- **GOAL OF THE EXERCISE**: Please repeat the lines below exactly. Begin with the line containing "In every <instance>" and go on through the line containing "box: [261, 210, 268, 234]".

######

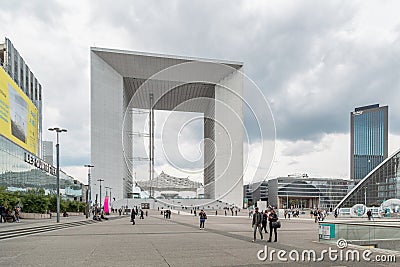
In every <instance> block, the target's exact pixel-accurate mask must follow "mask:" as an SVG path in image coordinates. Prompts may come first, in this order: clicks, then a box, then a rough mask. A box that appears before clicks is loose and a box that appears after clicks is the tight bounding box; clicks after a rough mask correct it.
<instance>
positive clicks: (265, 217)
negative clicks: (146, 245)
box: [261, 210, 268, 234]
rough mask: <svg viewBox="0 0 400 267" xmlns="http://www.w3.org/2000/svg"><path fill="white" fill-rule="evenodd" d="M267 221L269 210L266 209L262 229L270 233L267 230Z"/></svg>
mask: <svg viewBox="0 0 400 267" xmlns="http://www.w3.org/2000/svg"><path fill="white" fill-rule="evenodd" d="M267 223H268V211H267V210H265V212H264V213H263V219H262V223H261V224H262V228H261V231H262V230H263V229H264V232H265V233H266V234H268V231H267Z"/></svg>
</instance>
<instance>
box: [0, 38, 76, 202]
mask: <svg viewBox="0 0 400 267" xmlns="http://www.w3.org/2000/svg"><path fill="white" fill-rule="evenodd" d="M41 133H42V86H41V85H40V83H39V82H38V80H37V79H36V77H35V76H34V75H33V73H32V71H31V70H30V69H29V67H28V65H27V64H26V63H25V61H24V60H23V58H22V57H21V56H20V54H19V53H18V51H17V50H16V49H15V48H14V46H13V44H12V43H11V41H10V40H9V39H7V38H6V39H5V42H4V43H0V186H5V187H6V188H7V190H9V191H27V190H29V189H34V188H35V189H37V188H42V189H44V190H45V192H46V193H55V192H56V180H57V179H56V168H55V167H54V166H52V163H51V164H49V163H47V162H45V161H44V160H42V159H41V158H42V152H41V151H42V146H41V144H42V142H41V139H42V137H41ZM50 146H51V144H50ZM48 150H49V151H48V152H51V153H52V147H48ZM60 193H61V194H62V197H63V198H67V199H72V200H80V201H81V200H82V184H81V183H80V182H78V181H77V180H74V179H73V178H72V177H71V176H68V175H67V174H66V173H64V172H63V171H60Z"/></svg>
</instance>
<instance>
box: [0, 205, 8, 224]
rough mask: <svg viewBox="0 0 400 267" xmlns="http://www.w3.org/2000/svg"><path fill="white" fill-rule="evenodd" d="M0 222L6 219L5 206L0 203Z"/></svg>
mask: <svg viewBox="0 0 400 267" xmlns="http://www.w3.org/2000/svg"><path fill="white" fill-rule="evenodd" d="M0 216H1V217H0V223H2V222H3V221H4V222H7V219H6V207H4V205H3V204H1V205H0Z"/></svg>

######

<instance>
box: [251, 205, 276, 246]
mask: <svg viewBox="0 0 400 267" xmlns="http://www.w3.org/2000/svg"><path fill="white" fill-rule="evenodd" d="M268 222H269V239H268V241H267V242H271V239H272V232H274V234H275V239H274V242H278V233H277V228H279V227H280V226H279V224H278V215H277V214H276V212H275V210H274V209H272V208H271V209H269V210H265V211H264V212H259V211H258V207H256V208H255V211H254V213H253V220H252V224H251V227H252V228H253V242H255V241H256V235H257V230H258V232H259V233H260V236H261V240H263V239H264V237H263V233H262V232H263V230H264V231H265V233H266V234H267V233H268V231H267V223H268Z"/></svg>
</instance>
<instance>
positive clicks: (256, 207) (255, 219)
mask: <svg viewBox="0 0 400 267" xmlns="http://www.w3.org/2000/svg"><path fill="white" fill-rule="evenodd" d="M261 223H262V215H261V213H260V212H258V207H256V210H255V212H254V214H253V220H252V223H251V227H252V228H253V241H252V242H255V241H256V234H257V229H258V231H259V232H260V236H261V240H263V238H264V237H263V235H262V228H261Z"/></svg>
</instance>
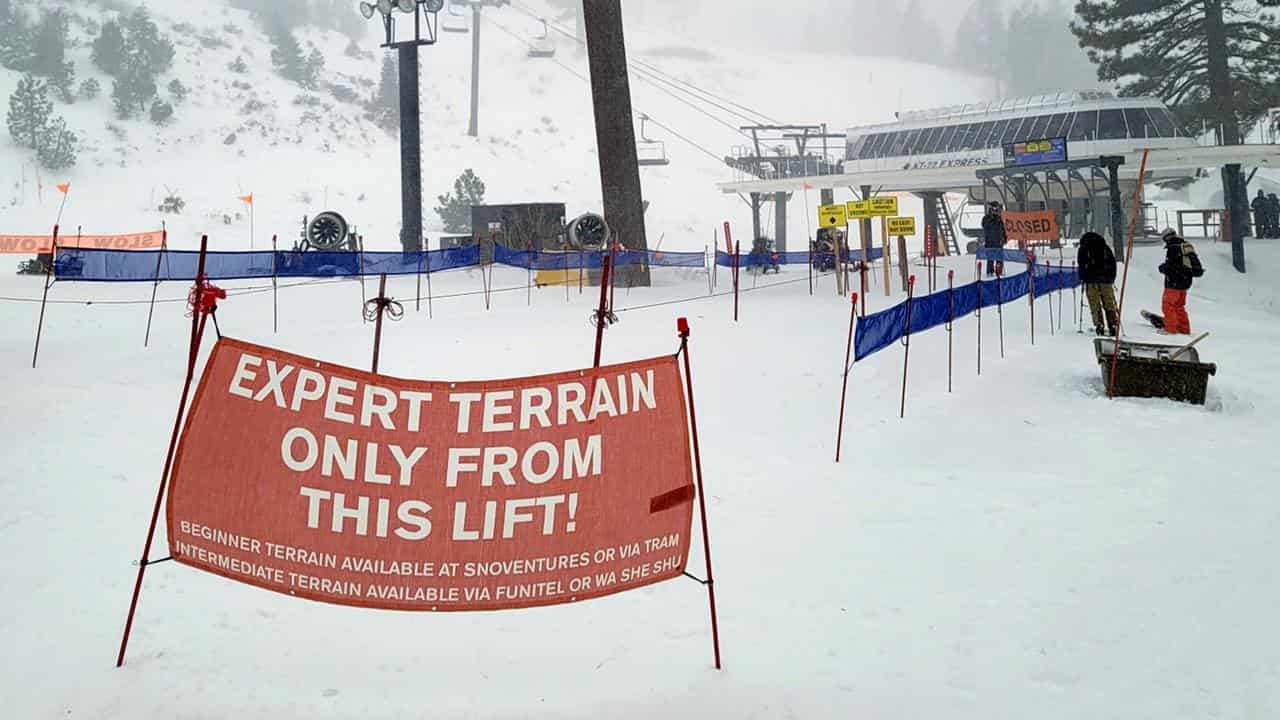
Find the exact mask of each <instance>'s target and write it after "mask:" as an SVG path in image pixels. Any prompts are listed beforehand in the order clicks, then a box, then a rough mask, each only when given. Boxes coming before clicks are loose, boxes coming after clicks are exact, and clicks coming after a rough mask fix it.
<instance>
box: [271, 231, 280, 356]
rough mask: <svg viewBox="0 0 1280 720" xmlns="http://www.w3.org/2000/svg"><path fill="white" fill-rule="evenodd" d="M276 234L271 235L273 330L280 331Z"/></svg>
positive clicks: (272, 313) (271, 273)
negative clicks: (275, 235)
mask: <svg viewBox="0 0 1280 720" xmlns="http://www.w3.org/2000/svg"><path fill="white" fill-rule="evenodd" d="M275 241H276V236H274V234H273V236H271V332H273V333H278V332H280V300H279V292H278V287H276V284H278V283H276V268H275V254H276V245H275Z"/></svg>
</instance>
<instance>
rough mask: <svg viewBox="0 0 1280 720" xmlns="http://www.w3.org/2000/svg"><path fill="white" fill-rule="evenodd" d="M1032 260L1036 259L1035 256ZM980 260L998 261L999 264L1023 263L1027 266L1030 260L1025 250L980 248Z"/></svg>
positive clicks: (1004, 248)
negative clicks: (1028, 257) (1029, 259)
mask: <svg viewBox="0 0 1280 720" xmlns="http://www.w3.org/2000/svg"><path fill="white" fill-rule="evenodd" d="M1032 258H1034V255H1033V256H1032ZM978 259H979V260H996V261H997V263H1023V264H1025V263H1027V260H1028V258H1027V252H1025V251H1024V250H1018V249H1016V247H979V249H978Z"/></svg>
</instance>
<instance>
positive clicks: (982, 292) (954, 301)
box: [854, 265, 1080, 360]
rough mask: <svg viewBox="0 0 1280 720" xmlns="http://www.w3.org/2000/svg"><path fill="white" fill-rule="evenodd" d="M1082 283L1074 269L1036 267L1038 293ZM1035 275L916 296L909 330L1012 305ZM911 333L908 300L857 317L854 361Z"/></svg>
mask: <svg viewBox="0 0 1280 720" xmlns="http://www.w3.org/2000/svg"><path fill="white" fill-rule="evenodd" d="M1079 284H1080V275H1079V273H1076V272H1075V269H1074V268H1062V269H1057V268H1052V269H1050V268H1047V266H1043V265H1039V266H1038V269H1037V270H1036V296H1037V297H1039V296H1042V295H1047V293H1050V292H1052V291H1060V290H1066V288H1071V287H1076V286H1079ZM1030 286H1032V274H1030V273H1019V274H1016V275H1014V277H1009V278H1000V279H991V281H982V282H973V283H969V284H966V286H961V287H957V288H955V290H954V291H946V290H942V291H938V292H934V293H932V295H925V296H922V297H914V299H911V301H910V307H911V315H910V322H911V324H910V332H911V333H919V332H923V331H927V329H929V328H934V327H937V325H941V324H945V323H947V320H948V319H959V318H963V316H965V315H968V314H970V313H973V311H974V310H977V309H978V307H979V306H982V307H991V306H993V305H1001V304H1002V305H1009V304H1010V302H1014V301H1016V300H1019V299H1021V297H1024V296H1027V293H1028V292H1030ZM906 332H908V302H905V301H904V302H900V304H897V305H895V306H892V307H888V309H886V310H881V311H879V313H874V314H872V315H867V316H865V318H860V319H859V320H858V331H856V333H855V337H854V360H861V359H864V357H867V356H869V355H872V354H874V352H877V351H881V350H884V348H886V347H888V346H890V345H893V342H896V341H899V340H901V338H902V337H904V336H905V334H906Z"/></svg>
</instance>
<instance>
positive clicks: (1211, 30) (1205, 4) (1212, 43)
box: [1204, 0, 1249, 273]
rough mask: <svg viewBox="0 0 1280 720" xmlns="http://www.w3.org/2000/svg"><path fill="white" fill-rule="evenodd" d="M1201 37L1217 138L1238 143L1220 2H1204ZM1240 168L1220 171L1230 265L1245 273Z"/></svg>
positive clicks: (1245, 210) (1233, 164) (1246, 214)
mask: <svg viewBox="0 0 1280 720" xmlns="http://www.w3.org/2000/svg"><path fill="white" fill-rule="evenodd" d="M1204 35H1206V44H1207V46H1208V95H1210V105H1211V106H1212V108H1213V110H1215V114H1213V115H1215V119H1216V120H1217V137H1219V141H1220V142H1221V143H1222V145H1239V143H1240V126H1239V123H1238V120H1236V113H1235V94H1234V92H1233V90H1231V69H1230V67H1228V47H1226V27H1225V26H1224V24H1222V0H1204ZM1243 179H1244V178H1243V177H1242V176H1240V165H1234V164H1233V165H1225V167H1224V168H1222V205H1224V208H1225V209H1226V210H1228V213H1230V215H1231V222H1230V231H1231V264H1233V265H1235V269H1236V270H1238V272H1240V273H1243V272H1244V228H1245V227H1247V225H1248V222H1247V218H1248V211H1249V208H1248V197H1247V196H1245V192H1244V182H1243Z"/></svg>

######

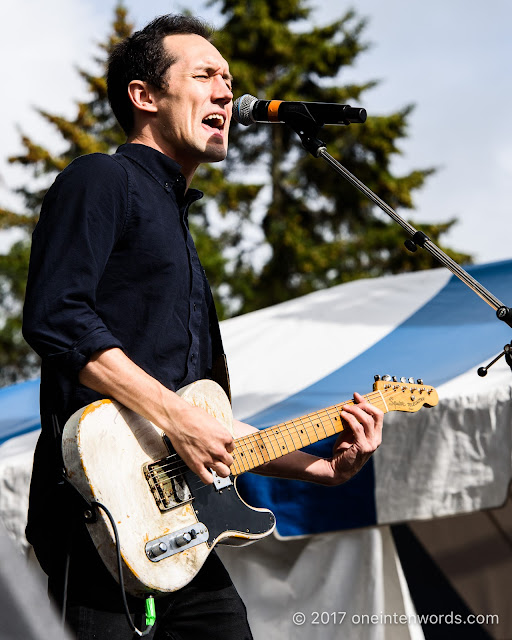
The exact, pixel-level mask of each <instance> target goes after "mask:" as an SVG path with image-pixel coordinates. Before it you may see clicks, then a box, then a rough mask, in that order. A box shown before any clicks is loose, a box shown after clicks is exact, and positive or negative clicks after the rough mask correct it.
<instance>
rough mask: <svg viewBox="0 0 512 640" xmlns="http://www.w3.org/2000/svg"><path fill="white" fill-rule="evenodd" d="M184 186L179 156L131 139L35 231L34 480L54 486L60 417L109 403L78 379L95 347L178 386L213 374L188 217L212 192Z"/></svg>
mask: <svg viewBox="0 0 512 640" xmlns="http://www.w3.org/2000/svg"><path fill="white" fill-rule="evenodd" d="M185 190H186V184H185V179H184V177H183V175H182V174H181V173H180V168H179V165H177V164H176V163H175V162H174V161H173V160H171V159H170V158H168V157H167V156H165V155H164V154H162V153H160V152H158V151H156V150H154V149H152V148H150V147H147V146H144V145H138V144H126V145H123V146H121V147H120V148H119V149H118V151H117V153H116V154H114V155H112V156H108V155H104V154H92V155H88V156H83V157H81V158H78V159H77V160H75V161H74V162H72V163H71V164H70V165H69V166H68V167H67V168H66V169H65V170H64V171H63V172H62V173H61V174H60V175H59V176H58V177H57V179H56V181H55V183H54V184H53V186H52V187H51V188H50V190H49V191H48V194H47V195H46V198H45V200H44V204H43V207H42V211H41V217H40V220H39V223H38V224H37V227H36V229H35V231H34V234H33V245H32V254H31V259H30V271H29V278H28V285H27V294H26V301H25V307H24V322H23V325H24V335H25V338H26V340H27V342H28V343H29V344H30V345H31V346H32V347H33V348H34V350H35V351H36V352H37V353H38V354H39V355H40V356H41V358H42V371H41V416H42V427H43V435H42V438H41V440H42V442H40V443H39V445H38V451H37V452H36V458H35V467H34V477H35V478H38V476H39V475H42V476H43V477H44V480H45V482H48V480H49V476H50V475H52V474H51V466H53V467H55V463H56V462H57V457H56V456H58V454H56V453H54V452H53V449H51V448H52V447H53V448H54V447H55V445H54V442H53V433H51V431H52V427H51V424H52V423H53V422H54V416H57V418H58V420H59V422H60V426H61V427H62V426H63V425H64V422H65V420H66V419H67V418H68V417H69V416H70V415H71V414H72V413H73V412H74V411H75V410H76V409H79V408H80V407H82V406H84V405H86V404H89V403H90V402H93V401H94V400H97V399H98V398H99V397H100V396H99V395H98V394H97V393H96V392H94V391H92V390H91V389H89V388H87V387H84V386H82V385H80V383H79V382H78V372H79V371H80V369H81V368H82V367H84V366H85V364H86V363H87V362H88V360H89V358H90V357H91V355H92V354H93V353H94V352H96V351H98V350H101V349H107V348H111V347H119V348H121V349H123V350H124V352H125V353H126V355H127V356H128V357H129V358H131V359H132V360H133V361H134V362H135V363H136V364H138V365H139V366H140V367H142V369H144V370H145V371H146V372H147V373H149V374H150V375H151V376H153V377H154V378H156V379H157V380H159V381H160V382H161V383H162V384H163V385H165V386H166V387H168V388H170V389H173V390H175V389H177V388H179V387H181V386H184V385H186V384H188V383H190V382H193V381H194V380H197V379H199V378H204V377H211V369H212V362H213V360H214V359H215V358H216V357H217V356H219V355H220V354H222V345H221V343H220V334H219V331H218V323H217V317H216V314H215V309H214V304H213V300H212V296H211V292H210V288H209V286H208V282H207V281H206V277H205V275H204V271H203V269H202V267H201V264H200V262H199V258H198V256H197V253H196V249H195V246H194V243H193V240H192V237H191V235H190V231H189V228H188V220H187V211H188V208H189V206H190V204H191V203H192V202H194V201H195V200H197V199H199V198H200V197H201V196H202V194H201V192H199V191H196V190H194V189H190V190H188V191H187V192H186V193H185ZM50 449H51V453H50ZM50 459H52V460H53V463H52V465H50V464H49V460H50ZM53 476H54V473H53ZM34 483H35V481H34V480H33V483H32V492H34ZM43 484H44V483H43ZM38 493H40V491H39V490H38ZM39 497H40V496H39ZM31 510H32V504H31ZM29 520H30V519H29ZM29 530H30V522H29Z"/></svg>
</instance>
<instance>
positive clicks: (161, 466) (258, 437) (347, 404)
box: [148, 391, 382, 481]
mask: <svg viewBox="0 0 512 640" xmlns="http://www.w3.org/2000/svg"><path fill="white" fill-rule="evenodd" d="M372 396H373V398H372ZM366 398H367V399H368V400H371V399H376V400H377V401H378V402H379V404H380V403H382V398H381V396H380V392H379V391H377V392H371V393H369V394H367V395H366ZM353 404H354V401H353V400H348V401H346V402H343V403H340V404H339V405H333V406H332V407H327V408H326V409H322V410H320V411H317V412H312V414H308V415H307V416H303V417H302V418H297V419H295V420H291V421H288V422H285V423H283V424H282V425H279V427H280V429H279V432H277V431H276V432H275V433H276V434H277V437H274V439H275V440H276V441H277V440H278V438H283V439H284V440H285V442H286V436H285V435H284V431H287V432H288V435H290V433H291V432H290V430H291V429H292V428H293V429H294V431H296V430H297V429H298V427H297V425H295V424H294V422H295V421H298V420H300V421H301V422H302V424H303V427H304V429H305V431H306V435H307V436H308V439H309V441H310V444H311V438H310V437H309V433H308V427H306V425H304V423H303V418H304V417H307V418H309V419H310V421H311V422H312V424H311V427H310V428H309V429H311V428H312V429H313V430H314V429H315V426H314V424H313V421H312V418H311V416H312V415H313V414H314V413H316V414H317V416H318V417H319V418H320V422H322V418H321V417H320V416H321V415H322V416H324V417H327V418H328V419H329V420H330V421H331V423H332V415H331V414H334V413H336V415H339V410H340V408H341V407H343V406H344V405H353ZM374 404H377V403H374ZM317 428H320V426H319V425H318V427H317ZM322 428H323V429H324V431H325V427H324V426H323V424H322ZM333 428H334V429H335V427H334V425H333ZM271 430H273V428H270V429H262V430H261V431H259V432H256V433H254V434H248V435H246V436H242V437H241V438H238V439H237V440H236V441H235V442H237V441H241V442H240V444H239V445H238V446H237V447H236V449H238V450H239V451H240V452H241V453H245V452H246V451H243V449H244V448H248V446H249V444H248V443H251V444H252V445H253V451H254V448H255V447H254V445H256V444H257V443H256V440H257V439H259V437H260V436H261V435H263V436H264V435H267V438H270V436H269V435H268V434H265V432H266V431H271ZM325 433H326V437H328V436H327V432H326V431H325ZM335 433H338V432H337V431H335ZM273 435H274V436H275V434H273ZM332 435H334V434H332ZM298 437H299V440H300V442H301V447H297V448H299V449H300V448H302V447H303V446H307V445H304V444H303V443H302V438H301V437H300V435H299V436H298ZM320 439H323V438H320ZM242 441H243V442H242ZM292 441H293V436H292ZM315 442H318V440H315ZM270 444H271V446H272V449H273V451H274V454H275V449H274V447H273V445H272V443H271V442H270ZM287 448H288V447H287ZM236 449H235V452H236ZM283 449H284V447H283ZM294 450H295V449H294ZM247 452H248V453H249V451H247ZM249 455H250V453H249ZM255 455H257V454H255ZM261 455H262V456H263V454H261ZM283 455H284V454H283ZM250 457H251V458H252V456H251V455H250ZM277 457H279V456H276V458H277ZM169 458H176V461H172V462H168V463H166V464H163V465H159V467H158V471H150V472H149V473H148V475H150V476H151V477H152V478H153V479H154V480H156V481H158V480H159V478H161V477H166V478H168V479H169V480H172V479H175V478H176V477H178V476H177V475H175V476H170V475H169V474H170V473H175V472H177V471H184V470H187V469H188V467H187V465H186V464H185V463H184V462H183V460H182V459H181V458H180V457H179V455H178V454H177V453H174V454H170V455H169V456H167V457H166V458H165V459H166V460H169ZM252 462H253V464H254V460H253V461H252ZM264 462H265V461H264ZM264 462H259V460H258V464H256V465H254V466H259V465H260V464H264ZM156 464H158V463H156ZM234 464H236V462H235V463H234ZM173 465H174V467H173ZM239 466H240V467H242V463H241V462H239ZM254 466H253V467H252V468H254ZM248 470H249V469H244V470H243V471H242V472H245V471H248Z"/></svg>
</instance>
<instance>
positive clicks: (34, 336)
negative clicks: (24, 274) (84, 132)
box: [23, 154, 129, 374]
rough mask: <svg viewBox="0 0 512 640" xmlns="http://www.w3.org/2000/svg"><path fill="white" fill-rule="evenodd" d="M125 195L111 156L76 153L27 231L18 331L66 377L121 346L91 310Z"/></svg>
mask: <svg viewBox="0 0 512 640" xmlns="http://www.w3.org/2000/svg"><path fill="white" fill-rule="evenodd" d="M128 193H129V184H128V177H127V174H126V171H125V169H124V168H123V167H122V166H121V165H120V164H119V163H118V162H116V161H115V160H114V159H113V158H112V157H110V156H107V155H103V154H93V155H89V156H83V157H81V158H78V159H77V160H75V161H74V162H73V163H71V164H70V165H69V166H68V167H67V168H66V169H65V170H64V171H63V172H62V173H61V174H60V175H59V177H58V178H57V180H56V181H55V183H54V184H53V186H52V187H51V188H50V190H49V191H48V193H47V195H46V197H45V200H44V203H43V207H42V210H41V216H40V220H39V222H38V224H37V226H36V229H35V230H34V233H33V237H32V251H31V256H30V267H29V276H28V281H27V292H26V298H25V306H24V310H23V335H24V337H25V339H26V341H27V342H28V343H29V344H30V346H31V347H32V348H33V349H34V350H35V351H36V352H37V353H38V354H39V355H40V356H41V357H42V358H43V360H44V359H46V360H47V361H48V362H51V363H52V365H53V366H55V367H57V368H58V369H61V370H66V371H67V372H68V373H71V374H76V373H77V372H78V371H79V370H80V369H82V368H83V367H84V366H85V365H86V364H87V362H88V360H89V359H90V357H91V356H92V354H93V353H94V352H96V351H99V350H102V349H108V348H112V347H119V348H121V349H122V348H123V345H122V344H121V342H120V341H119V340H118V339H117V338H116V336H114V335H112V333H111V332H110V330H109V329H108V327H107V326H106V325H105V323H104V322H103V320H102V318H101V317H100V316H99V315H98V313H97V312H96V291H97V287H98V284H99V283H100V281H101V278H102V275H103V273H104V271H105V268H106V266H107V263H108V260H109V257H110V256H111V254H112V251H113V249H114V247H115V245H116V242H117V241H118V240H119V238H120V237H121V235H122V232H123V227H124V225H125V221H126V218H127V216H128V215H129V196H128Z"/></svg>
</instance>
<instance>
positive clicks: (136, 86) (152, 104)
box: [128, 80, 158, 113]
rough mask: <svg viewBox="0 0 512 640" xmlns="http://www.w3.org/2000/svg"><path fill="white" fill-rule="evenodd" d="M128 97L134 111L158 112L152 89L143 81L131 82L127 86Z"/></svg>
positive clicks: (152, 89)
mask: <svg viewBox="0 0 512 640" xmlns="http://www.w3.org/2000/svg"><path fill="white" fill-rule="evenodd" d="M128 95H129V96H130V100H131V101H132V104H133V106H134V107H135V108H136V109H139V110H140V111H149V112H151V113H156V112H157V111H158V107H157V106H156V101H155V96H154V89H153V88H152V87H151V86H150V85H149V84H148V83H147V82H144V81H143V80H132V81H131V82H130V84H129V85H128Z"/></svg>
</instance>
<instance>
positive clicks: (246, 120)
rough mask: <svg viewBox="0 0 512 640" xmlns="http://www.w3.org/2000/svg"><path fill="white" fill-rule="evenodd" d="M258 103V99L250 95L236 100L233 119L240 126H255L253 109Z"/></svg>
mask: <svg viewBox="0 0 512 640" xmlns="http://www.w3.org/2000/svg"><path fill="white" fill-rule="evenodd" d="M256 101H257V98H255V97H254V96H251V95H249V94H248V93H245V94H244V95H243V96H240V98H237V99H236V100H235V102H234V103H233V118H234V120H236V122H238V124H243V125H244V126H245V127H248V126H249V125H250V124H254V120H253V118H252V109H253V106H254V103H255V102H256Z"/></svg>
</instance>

######

- **OUTPUT BELOW**:
In every <instance> block, the target's exact pixel-accurate mask must follow "mask:" as an SVG path in image coordinates. Prompts may come first, in this order: clicks, then a box, then a rough mask. A box that appears before clicks is loose and a box that appears after clicks is the tight bounding box; clicks after a rough mask correct it.
<instance>
positive clicks: (265, 217)
negative clicks: (146, 245)
box: [261, 210, 268, 234]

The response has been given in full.